* **BRIEF**
Please copy the records below with "hole rule" swapped for "fill rule" throughout and nothing else altered. Leave the pictures out of your copy.

— start GIVEN RECORDS —

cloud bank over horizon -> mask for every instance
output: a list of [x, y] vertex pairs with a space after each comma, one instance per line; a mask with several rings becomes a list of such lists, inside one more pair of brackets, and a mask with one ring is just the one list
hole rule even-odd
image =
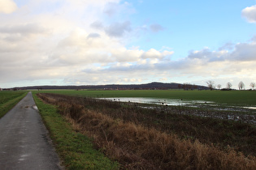
[[[0, 87], [256, 82], [255, 32], [245, 40], [228, 40], [215, 47], [206, 42], [180, 54], [171, 43], [145, 48], [147, 42], [161, 44], [165, 33], [171, 42], [172, 28], [153, 19], [135, 20], [137, 6], [146, 5], [136, 2], [0, 1]], [[255, 9], [237, 11], [254, 28]]]

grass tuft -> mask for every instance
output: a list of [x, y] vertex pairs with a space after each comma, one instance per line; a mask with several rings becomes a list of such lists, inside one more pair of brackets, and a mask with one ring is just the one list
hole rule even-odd
[[[208, 127], [207, 124], [203, 124], [203, 126], [195, 124], [203, 121], [213, 121], [213, 124], [219, 124], [215, 128], [222, 130], [230, 127], [231, 134], [227, 134], [227, 138], [230, 140], [237, 136], [232, 130], [236, 130], [234, 127], [240, 125], [239, 130], [246, 127], [247, 130], [244, 131], [254, 133], [255, 129], [253, 125], [206, 118], [201, 120], [173, 113], [164, 115], [164, 113], [158, 110], [152, 111], [155, 112], [153, 114], [150, 110], [146, 109], [148, 113], [145, 113], [145, 109], [137, 106], [124, 108], [117, 103], [98, 102], [90, 99], [50, 94], [41, 94], [39, 96], [58, 105], [59, 113], [76, 125], [77, 130], [92, 137], [94, 145], [110, 158], [120, 163], [122, 168], [256, 169], [254, 156], [245, 156], [233, 147], [220, 149], [216, 147], [218, 143], [210, 144], [214, 137], [209, 135], [206, 138], [206, 138], [205, 143], [199, 142], [197, 136], [203, 136], [215, 129]], [[193, 138], [185, 139], [180, 138], [183, 134], [174, 134], [171, 125], [168, 126], [167, 123], [175, 123], [171, 121], [172, 119], [180, 124], [176, 124], [178, 128], [185, 129], [185, 131], [177, 132]], [[158, 121], [157, 124], [155, 121]], [[203, 130], [198, 127], [203, 127]], [[210, 130], [206, 131], [207, 128]], [[185, 134], [186, 131], [191, 134]], [[250, 137], [249, 135], [247, 134], [247, 137]], [[252, 143], [251, 146], [255, 144]]]
[[92, 139], [76, 131], [55, 106], [42, 102], [35, 93], [33, 97], [67, 169], [118, 169], [118, 164], [93, 148]]

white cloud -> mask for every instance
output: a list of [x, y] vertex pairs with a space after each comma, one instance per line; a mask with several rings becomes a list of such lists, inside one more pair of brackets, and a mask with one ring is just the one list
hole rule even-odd
[[17, 5], [12, 0], [0, 0], [0, 13], [11, 14], [17, 9]]
[[[195, 77], [254, 77], [256, 71], [256, 36], [251, 42], [229, 42], [218, 50], [193, 50], [171, 60], [174, 51], [167, 47], [143, 50], [126, 46], [127, 38], [136, 32], [132, 23], [119, 20], [119, 14], [124, 13], [119, 10], [112, 9], [113, 15], [106, 17], [106, 4], [119, 1], [33, 2], [36, 5], [28, 5], [28, 13], [17, 10], [2, 20], [1, 84], [15, 86], [20, 80], [32, 85], [53, 80], [60, 84], [128, 83], [182, 76], [189, 82]], [[46, 2], [57, 5], [46, 11], [33, 11], [47, 6]], [[121, 6], [131, 10], [131, 6]], [[148, 29], [157, 32], [163, 27], [153, 24]]]
[[242, 16], [249, 23], [256, 23], [256, 5], [242, 10]]
[[151, 32], [158, 32], [163, 30], [163, 28], [160, 24], [158, 24], [158, 23], [151, 24], [150, 28]]
[[105, 28], [105, 32], [110, 36], [121, 37], [126, 32], [132, 31], [131, 23], [125, 21], [124, 23], [114, 23]]

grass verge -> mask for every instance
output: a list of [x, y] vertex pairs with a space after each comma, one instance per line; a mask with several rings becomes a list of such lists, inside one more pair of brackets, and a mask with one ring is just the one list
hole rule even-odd
[[0, 91], [0, 118], [19, 103], [28, 91]]
[[93, 148], [92, 140], [76, 132], [56, 107], [46, 104], [33, 92], [41, 117], [50, 131], [56, 151], [67, 169], [118, 169], [119, 164]]

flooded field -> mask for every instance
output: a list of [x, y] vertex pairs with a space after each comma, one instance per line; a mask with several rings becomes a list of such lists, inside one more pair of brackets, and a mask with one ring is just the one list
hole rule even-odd
[[180, 113], [233, 121], [241, 121], [244, 122], [256, 125], [256, 106], [236, 106], [228, 104], [217, 104], [212, 101], [185, 100], [182, 99], [172, 100], [145, 97], [119, 97], [99, 99], [107, 100], [114, 102], [156, 104], [155, 106], [145, 106], [144, 108], [158, 108], [159, 109], [164, 110], [166, 112], [168, 112], [168, 107], [166, 106], [180, 106], [181, 108], [191, 107], [195, 108], [193, 112], [187, 109], [182, 109], [180, 110]]

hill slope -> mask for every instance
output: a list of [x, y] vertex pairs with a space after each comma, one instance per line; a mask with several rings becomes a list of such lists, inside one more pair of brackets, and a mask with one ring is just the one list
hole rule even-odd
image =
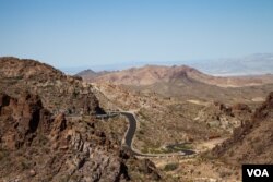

— end GIVEN RECORDS —

* **THE SOLUTION**
cloud bank over horizon -> mask for every instance
output: a list of [x, y] vertex pairs with a space after each comma, one instance per line; a mask with several rings becomes a list of such lists, inside one more pair of brackets, and a mask with one ring is just the one list
fill rule even-odd
image =
[[[0, 87], [256, 82], [255, 32], [245, 40], [228, 40], [215, 47], [206, 42], [180, 54], [171, 43], [145, 48], [147, 42], [161, 44], [165, 33], [171, 42], [172, 28], [153, 19], [135, 20], [137, 6], [146, 5], [136, 2], [0, 1]], [[255, 9], [237, 11], [254, 28]]]

grass tuft -> mask for every instance
output: a list of [x, y] vertex pairs with a space after each comma, one instance per line; a mask with several rings becomes a list of such lists, inside one more pair of brackets, and a mask with one ring is just the one list
fill rule even-odd
[[[208, 127], [207, 124], [203, 124], [203, 126], [195, 124], [203, 121], [213, 121], [213, 124], [219, 124], [215, 128], [222, 130], [230, 127], [231, 134], [227, 134], [227, 138], [230, 140], [237, 136], [232, 130], [236, 130], [234, 127], [240, 125], [239, 130], [246, 127], [247, 130], [244, 131], [254, 133], [255, 129], [253, 125], [206, 118], [201, 120], [173, 113], [164, 115], [164, 113], [158, 110], [152, 111], [155, 112], [153, 114], [150, 110], [146, 109], [148, 113], [145, 113], [145, 109], [137, 106], [124, 108], [117, 103], [98, 102], [90, 99], [50, 94], [41, 94], [39, 96], [58, 105], [59, 113], [76, 125], [77, 130], [92, 137], [94, 145], [110, 158], [120, 163], [122, 168], [256, 169], [254, 156], [245, 156], [233, 147], [220, 149], [216, 147], [218, 143], [210, 144], [214, 137], [209, 135], [206, 138], [206, 138], [205, 143], [199, 142], [197, 136], [203, 136], [215, 129]], [[193, 138], [185, 139], [180, 138], [183, 134], [174, 134], [171, 125], [168, 126], [167, 123], [175, 123], [171, 121], [172, 119], [180, 124], [176, 124], [178, 128], [185, 129], [185, 131], [177, 132]], [[158, 121], [157, 124], [155, 121]], [[203, 130], [198, 127], [203, 127]], [[210, 130], [206, 131], [207, 128]], [[185, 134], [186, 131], [191, 134]], [[250, 137], [249, 135], [247, 134], [247, 137]], [[252, 143], [251, 146], [255, 144]]]
[[92, 139], [76, 131], [55, 106], [42, 102], [35, 93], [33, 97], [67, 169], [118, 169], [118, 164], [93, 148]]

white cloud -> mask for every instance
output: a list of [x, y] vertex pairs with a space after each comma, one instance per line; a mask with several rings becomes a list of such lists, inside one more pair of brackets, and a mask with one ring is just the one list
fill rule even-odd
[[17, 5], [12, 0], [0, 0], [0, 13], [11, 14], [17, 9]]
[[[195, 77], [254, 77], [256, 71], [256, 36], [251, 42], [229, 42], [218, 50], [193, 50], [171, 60], [174, 51], [167, 47], [143, 50], [126, 46], [127, 38], [136, 32], [132, 23], [119, 20], [119, 14], [124, 13], [119, 10], [112, 9], [113, 15], [106, 17], [106, 4], [119, 1], [33, 2], [36, 5], [28, 5], [28, 13], [17, 10], [2, 20], [1, 84], [15, 86], [20, 80], [32, 85], [53, 80], [60, 84], [128, 83], [182, 76], [189, 82]], [[46, 2], [57, 5], [46, 11], [33, 11], [47, 6]], [[121, 6], [131, 10], [131, 6]], [[148, 29], [157, 32], [163, 27], [153, 24]]]
[[242, 16], [249, 23], [256, 23], [256, 5], [242, 10]]
[[151, 32], [158, 32], [163, 30], [163, 28], [160, 24], [158, 24], [158, 23], [151, 24], [150, 28]]
[[105, 28], [105, 32], [110, 36], [121, 37], [126, 32], [132, 31], [131, 23], [125, 21], [124, 23], [114, 23]]

grass verge -> mask for every instance
output: a list of [x, y] vertex pairs with a space after each comma, one instance per line; a mask with several rings becomes a list of such lists, inside one more pair of brackets, and a mask with one ring is just the one list
fill rule even-odd
[[0, 91], [0, 118], [19, 103], [28, 91]]
[[93, 148], [92, 140], [76, 132], [56, 107], [46, 104], [33, 92], [41, 117], [50, 131], [56, 151], [67, 169], [118, 169], [119, 164]]

flooded field -> mask for every instance
output: a list of [x, y] vertex pairs with a space after each comma, one instance per line; a mask with several rings becomes a list of such lists, inside one more pair of brackets, and a mask with one ring is just the one list
fill rule even-odd
[[180, 113], [233, 121], [241, 121], [244, 122], [256, 125], [256, 106], [236, 106], [228, 104], [217, 104], [212, 101], [185, 100], [182, 99], [172, 100], [145, 97], [119, 97], [99, 99], [107, 100], [114, 102], [156, 104], [155, 106], [145, 106], [144, 108], [158, 108], [159, 109], [164, 110], [166, 112], [168, 112], [168, 107], [166, 106], [180, 106], [181, 108], [191, 107], [195, 108], [193, 112], [187, 109], [182, 109], [180, 110]]

hill slope -> mask for every instance
output: a list of [x, y] vertex pairs with a space after each comma, one instance per line; a mask with several rings becomes a list of such lists, inside one more pair of brackets, and a mask with one ring is just the one list
fill rule even-odd
image =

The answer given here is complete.